- **ИСХОДНЫЙ ТЕКСТ**:
===============
Готовность власти к переговорам — откуда ей взяться?

Политолог Григорий Голосов объясняет, при каких условиях власть и оппозиция начинают искать компромиссы

«Холод» продолжает цикл ведущего российского политолога Григория Голосова о том, что будет происходить в России после Путина и при каких обстоятельствах это «после» может наступить. Новой колонкой Голосов начинает разговор о переговорах, которые рано или поздно предстоят власти и оппозиции. Первый вопрос — что должно произойти, чтобы появилась сама возможность для диалога и торга. 

Чтобы не пропускать главные материалы «Холода», подпишитесь на наш инстаграм и телеграм.

Григорий Голосов про переговоры власти и оппозиции

Призывы и требования 

В предыдущих статьях я высказался об институциональных изменениях (переходе к парламентской системе и «федерализации»), которые, на мой взгляд, не должны служить предметом требований оппозиции при ее взаимодействии с властями. Сегодня начнем (но не закончим, потому что это большая тема) разговор о том, какими эти требования могли бы быть. Первым делом, однако, стоит провести четкую грань между призывами к массам и переговорными требованиями. 

Призывы к массам всегда исходят из представлений оппозиционеров о том, что в данный момент резонирует с протестными настроениями народа и, стало быть, способствует его политической мобилизации. Сейчас широких протестных настроений в России нет. Что и когда их вызовет — неизвестно. Отмечу, впрочем, что иногда призывы к массам приобретают неожиданный для самих оппозиционеров характер. 

Скажем, российские большевики, будучи марксистами, со скепсисом относились к идее раздать землю крестьянам. Их больше привлекала мысль о сохранении крупных аграрных предприятий. Однако по мере развития событий в 1917 году они не только в основном согласились с призывами к «черному переделу», ранее исходившими от партии эсеров, но и были вынуждены в какой-то степени реализовать эсеровскую программу после прихода к власти. Переходя от примера к обобщению, можно сказать, что правильно сформулировать призывы к массам — это тактическое искусство, умение сказать нужные слова в нужное время и в нужном месте. Заранее не сформулируешь.
===============
- **СТРОКИ ДАННЫХ**:
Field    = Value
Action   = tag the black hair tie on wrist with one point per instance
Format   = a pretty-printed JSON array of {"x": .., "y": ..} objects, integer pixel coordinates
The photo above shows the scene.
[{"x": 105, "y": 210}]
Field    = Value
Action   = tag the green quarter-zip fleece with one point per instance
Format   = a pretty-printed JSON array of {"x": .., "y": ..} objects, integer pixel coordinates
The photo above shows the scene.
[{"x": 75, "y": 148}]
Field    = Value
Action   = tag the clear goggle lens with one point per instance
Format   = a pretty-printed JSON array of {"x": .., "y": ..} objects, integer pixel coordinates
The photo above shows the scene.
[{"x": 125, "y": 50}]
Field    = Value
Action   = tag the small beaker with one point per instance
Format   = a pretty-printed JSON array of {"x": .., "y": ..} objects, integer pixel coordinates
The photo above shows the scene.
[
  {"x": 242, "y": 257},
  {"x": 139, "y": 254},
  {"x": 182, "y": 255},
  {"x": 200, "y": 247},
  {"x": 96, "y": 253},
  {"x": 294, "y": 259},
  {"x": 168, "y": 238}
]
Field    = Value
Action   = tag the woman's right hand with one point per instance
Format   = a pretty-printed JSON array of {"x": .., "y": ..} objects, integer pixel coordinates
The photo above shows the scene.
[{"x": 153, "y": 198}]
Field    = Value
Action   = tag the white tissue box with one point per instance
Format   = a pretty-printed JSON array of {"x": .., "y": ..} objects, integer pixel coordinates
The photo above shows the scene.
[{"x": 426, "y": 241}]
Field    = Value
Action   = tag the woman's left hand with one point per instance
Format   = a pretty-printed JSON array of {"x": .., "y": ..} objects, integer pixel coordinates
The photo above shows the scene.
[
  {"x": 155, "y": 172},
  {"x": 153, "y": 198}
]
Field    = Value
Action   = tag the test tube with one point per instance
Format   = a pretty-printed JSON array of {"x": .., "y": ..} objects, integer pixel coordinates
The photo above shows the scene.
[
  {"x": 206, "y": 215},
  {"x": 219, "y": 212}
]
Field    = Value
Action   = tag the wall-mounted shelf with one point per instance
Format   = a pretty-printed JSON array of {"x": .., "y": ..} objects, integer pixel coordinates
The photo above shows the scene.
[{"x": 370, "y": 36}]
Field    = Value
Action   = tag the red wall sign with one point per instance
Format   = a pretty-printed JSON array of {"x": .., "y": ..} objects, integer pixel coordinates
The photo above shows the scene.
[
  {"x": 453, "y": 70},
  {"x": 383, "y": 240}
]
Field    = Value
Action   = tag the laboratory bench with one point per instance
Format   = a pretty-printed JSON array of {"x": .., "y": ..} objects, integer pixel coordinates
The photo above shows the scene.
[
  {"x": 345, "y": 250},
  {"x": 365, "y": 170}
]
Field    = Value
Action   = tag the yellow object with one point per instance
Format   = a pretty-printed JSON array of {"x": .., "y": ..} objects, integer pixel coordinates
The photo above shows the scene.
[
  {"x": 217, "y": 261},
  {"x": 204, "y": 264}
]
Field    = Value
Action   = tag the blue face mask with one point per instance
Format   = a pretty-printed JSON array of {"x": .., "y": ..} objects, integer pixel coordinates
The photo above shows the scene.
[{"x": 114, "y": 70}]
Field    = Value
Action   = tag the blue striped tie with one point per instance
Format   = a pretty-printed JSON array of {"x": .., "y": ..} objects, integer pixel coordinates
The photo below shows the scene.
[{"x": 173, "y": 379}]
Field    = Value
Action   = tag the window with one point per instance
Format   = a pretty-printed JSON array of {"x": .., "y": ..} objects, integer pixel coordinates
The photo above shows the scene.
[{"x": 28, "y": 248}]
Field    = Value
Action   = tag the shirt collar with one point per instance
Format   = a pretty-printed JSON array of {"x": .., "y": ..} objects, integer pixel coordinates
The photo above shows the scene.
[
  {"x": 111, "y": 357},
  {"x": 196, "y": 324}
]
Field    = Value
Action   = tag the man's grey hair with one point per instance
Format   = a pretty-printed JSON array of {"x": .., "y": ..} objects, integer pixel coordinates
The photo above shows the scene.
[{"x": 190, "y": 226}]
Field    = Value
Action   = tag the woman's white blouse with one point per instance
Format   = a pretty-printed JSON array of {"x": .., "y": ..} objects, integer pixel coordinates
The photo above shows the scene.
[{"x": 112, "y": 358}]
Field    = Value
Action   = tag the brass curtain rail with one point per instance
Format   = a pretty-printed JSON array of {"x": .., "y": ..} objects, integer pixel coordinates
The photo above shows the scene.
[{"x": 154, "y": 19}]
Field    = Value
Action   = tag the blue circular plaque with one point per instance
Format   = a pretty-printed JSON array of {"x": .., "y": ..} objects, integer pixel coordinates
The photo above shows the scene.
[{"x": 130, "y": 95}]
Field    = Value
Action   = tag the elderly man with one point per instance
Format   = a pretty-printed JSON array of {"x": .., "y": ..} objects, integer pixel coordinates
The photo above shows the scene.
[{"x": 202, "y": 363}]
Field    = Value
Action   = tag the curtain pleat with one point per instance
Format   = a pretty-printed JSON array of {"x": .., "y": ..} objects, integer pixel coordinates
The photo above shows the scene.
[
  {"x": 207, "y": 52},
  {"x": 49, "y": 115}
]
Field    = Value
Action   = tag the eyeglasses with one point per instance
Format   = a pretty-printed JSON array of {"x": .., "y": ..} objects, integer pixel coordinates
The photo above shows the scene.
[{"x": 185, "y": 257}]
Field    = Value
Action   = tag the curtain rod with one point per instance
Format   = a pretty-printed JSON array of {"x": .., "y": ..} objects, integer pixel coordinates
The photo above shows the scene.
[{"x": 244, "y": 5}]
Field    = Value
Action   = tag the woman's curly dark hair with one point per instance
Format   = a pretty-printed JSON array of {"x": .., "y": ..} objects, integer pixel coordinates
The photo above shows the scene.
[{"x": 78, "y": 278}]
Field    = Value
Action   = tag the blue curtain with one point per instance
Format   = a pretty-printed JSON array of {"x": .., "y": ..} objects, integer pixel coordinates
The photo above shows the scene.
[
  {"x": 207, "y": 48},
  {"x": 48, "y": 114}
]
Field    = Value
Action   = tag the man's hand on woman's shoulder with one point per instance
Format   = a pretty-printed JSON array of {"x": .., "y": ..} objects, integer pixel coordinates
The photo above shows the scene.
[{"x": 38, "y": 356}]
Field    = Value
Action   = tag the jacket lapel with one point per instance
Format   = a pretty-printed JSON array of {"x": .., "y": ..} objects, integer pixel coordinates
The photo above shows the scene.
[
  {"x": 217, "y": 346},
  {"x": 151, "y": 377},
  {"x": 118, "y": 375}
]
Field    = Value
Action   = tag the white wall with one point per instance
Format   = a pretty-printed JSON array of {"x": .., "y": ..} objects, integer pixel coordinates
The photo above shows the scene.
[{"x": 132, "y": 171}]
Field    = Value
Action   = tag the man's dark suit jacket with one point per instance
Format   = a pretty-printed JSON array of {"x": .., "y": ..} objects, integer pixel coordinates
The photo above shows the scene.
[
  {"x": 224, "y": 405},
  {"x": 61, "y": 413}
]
===============
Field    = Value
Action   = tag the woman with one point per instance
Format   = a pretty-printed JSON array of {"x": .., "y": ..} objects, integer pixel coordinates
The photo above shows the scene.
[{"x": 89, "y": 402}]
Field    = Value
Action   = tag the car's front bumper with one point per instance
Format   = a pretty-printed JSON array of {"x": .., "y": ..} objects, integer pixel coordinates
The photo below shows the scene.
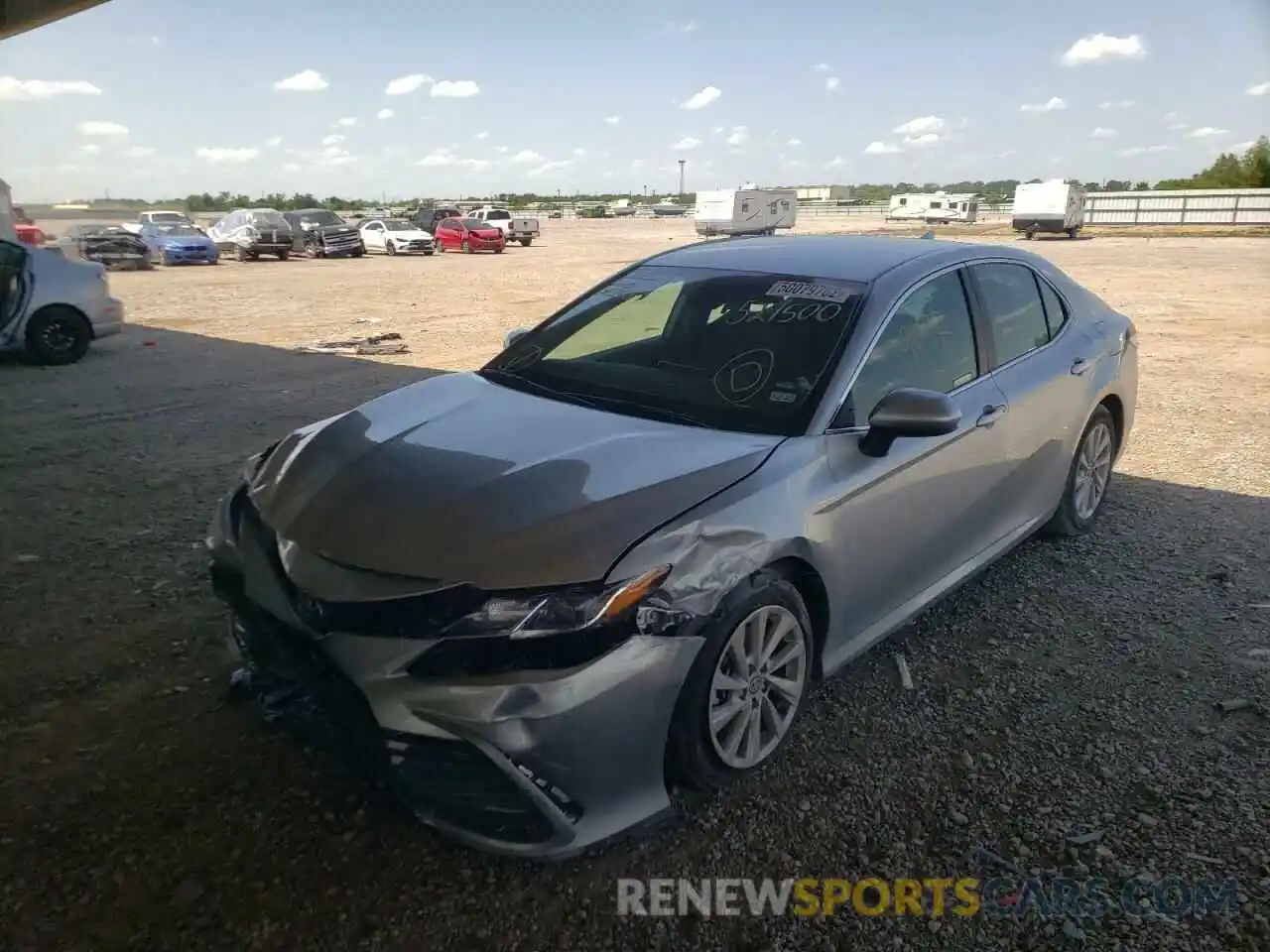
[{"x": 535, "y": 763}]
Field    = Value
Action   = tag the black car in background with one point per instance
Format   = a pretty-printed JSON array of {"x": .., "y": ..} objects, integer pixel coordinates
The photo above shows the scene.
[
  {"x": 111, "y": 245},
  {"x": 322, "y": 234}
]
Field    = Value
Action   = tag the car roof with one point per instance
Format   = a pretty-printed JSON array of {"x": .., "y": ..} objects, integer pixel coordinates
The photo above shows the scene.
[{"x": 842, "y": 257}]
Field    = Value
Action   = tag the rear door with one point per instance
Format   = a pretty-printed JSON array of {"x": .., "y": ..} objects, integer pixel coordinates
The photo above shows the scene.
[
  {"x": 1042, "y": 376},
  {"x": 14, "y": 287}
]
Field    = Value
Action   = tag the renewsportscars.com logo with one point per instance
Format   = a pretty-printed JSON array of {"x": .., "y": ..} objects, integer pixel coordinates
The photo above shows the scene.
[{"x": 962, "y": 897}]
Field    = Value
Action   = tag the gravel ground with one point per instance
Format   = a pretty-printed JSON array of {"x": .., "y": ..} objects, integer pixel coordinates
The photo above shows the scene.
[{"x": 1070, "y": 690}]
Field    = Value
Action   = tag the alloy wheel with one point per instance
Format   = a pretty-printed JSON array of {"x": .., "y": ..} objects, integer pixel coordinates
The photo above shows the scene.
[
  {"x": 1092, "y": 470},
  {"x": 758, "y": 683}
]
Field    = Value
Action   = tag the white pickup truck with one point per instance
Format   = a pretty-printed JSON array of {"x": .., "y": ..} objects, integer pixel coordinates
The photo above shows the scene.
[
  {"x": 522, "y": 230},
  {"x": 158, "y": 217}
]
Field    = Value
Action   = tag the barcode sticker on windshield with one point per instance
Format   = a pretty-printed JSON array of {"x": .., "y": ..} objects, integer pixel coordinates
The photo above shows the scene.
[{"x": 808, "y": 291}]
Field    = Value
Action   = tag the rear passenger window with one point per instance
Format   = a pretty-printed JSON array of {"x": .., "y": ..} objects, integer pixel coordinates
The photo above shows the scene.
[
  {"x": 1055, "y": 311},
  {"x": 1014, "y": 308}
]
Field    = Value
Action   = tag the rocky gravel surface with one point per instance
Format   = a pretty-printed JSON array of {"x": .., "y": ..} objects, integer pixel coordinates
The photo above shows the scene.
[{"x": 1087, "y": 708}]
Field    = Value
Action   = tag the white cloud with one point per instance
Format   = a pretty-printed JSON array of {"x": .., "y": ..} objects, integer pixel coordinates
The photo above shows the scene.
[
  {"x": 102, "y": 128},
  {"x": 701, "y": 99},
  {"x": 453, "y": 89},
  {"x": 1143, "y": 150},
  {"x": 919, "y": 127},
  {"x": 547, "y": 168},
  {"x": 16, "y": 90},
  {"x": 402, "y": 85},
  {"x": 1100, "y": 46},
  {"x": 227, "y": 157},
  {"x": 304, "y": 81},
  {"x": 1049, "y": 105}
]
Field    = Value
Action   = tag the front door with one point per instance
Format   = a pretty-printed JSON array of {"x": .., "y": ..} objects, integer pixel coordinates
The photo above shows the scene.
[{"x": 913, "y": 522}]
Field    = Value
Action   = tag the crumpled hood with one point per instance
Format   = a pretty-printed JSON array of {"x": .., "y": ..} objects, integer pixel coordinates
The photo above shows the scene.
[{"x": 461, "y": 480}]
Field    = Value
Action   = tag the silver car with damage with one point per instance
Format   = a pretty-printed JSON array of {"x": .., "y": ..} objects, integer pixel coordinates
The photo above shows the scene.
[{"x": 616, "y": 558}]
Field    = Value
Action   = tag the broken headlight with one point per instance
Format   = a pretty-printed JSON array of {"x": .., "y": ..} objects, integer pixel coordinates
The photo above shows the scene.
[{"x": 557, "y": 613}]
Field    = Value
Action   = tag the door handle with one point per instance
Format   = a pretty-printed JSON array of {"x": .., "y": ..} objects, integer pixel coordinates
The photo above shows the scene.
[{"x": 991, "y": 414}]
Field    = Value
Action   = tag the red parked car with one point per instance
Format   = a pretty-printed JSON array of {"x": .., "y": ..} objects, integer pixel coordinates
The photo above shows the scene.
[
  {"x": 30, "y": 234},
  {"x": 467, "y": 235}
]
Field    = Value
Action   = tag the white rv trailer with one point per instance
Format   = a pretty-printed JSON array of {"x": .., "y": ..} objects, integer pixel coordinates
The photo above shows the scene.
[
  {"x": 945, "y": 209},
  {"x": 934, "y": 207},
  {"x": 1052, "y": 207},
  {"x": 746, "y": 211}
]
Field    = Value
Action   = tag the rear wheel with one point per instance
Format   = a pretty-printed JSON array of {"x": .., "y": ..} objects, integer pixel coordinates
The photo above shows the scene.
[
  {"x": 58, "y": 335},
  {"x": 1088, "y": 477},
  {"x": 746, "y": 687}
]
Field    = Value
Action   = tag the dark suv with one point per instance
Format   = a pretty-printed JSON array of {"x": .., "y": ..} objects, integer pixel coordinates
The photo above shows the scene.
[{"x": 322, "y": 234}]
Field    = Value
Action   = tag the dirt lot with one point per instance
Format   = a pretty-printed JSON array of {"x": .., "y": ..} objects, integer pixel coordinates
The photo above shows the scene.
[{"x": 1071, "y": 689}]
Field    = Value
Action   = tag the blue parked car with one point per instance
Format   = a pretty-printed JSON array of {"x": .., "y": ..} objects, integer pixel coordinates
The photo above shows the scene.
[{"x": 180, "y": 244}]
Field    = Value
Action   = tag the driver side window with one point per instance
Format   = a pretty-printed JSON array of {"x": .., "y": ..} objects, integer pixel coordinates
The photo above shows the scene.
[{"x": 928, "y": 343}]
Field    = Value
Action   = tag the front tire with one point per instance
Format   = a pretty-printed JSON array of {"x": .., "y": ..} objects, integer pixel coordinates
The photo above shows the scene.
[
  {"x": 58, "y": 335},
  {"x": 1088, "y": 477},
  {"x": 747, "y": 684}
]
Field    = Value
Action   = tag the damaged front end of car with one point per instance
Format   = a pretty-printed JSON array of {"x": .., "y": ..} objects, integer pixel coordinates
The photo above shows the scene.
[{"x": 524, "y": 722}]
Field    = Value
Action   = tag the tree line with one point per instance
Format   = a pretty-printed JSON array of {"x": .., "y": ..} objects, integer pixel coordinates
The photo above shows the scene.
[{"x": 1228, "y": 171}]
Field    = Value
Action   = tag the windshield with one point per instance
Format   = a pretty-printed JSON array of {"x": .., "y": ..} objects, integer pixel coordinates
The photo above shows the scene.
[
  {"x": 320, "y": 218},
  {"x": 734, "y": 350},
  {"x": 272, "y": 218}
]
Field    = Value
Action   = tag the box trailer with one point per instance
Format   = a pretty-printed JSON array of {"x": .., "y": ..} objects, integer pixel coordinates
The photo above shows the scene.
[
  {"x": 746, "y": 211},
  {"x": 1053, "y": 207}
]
===============
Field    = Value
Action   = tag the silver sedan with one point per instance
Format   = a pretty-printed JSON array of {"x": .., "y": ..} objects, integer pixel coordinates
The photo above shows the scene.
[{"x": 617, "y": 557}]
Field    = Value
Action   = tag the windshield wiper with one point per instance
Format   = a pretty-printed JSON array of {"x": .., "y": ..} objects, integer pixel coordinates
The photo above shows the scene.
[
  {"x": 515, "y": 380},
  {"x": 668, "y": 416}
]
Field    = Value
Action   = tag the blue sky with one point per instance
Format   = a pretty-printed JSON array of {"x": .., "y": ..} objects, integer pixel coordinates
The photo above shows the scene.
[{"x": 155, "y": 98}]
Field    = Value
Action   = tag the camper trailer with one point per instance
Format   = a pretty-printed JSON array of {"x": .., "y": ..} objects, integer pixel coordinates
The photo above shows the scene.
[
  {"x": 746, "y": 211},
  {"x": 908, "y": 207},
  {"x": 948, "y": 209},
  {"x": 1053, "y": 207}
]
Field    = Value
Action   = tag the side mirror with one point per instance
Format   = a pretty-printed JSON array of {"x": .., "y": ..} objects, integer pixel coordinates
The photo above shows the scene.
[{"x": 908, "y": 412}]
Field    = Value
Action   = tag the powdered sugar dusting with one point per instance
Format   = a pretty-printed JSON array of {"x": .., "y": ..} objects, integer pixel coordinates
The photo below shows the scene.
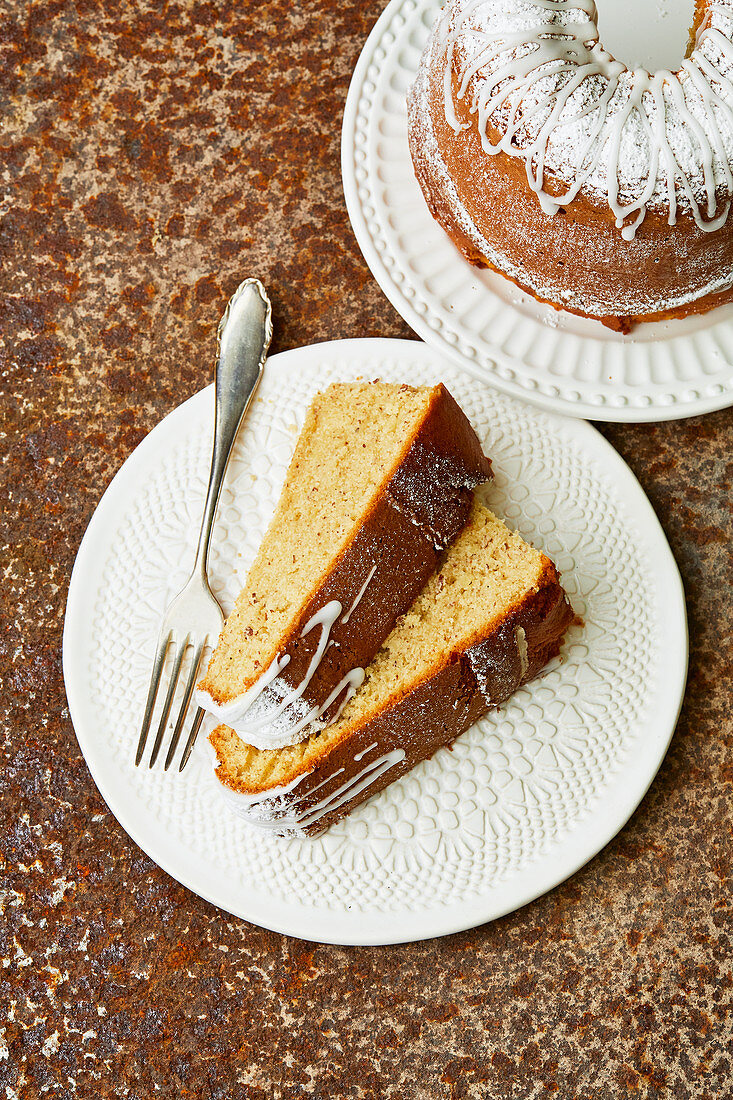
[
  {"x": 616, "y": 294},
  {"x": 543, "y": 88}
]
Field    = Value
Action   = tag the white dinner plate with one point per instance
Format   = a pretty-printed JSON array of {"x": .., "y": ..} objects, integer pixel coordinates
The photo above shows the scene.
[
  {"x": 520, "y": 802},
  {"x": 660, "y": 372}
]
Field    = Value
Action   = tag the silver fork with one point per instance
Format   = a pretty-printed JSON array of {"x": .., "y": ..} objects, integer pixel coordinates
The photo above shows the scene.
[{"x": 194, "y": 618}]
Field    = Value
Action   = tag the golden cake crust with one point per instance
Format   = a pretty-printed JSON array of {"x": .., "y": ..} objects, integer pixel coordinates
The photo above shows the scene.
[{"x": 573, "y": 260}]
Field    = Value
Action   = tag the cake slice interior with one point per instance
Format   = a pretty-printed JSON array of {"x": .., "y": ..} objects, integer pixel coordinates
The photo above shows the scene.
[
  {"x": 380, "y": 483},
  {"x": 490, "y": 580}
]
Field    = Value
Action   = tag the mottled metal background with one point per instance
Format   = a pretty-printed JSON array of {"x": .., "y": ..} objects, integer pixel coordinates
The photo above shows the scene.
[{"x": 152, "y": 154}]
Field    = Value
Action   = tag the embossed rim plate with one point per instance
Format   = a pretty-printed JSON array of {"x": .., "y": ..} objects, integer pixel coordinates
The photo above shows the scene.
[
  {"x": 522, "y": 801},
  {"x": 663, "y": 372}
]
===============
- **ЗАДАЧИ**:
• 1. Выпишите из статьи о переговорах власти и оппозиции фрагмент, начиная со слов «Политолог Григорий Голосов» и заканчивая словами «диалога и торга.».
• 2. Продолжите статью о переговорах власти и оппозиции, начав сразу после ее последнего предложения.
Записи представляют собой самостоятельный материал, отдельный от статьи.

- **ОТВЕТЫ ПО ПОРЯДКУ**:
• 1.
Политолог Григорий Голосов объясняет, при каких условиях власть и оппозиция начинают искать компромиссы

«Холод» продолжает цикл ведущего российского политолога Григория Голосова о том, что будет происходить в России после Путина и при каких обстоятельствах это «после» может наступить. Новой колонкой Голосов начинает разговор о переговорах, которые рано или поздно предстоят власти и оппозиции. Первый вопрос — что должно произойти, чтобы появилась сама возможность для диалога и торга.

• 2.
Переговорные требования не должны, разумеется, игнорировать интересы масс и быть им совершенно чуждыми. Но направлены эти требования должны быть все-таки на то, чтобы развернуть политический процесс, то есть процесс взаимодействия между оппозицией и властью. Для постановки таких задач нужна не только воля со стороны оппозиции, но и со стороны властей. К сожалению, российская оппозиция остается крайне слабой и не может оказать сильного давления на власть. Однако это не исключает того, что у самой власти появятся стимулы к взаимодействию. На этих стимулах стоит остановиться подробнее.

Зачем власти прислушиваться к оппозиции?

Следует сразу констатировать, что, покуда у власти остается Владимир Путин, никакого взаимодействия между властями и демократической оппозицией не будет. Под его руководством российская власть может взаимодействовать (и фактически уже взаимодействует) с какими-то группами, оценивающими ее отдельные шаги критически, однако эти группы, принадлежащие к националистической части российского политического спектра, я пока оставлю без внимания. 

Надо признать, что вариант развития событий, при котором Путин сохранит власть в обозримой перспективе, кажется весьма вероятным. Понятно, что он обрекает демократическую оппозицию либо на незаметную организационную работу в России, что пока не очень просматривается, либо на эмигрантское бурление в соцсетях и прессе, которое ничего не меняет, но оно тоже в своем роде занятие.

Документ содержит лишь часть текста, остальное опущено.